* Start *

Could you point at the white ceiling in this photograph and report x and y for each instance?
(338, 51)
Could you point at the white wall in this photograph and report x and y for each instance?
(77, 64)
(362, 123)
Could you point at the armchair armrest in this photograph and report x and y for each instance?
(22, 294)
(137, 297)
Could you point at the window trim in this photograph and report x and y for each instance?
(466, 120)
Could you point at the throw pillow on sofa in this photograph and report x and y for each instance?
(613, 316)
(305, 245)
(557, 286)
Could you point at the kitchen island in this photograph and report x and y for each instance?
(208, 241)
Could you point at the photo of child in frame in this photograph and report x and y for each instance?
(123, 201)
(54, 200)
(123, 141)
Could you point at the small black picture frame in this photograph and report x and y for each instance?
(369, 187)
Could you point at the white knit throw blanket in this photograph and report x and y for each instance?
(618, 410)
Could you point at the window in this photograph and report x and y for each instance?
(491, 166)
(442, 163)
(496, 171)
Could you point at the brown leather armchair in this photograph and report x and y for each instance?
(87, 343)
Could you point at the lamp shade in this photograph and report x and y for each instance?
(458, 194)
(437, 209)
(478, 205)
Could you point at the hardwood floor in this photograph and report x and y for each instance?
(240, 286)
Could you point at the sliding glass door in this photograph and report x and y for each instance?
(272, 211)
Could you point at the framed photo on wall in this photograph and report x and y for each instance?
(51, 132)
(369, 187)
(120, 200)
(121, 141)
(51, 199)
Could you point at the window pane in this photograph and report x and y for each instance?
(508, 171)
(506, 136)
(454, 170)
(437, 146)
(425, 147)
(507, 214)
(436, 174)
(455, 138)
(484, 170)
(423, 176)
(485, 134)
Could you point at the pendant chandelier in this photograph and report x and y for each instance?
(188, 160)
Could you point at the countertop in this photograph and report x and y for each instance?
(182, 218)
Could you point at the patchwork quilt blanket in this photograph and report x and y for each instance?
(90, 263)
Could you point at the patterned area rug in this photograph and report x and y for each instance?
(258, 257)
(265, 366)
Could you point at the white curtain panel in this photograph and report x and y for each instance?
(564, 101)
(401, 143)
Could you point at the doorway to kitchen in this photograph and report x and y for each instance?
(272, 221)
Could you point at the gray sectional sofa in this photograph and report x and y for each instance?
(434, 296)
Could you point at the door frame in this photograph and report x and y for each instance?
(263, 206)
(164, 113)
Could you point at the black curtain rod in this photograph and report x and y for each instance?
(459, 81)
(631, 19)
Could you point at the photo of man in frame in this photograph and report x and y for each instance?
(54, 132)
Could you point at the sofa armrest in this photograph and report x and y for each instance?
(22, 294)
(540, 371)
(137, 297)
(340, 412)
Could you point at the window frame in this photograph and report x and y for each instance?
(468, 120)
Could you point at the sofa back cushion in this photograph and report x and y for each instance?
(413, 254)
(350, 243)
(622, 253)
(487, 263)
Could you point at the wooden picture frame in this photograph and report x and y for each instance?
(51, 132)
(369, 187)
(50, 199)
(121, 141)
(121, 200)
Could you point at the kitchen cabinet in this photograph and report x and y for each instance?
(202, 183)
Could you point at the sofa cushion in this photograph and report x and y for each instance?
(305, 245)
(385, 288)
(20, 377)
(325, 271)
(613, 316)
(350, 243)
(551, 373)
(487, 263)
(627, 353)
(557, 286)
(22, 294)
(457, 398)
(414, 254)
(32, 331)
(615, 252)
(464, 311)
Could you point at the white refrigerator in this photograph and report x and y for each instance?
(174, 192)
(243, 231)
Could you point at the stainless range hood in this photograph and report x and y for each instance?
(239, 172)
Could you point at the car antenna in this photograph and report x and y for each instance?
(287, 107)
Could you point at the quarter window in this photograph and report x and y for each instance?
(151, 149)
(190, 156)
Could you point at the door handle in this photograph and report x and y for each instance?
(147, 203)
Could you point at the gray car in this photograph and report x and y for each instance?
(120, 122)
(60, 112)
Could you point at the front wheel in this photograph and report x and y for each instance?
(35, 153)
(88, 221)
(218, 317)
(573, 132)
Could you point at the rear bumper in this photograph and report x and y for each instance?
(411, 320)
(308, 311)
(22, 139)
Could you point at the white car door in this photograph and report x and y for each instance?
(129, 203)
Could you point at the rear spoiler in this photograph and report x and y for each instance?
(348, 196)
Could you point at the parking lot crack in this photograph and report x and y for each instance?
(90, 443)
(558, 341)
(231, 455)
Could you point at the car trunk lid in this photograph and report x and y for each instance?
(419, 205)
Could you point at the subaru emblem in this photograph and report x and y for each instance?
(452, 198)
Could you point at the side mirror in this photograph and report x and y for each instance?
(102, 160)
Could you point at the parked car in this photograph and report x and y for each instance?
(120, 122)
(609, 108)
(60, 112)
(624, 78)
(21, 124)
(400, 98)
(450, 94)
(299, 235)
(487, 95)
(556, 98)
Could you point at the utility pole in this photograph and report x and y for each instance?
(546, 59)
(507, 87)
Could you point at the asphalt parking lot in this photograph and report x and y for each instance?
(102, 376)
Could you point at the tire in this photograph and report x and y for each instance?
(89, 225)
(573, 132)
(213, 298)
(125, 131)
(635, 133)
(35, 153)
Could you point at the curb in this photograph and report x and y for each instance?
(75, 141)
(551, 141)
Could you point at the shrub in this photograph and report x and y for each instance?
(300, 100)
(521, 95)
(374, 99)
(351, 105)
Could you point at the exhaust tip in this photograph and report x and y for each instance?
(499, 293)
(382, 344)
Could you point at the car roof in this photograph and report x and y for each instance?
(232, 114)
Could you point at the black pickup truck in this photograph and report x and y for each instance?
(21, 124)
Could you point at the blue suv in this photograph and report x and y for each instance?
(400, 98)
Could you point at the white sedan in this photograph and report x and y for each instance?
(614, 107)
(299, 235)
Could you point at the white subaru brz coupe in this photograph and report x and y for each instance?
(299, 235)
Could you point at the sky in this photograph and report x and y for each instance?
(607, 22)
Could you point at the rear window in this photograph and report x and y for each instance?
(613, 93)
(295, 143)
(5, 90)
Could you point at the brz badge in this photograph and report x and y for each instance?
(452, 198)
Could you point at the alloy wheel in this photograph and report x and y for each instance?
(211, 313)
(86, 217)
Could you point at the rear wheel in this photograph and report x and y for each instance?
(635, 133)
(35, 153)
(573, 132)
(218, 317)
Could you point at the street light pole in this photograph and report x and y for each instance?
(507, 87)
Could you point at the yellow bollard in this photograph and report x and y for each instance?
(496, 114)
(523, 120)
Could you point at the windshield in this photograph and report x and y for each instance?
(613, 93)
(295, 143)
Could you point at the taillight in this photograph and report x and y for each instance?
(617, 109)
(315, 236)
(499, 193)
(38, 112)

* End *

Beginning at the line that contains "Could you point at the rear window", retype each line of the listing up to and including the last one, exactly as it stands, and nothing else.

_Exercise result_.
Could you point at the rear window in this photograph and report x and y for each instance?
(613, 93)
(295, 143)
(5, 90)
Could you point at the brz badge in this photograph and report x and y for each instance?
(452, 198)
Could you point at the alloy wheel in this photograph and report x and y for each instance?
(211, 313)
(86, 217)
Could you point at the rear wheel in this photograph and report x and y for each instance?
(635, 133)
(35, 153)
(573, 132)
(218, 317)
Could you point at the street light pole in this photograph and report x and y for each instance?
(507, 87)
Could you point at the yellow bollard in this photograph and report x and y for each instance?
(496, 114)
(523, 120)
Could you point at the windshield in this photograph and report x and y for each instance?
(613, 93)
(295, 143)
Could you point at the taillight in this photograph and report x and y for each instance?
(617, 109)
(315, 236)
(499, 193)
(38, 112)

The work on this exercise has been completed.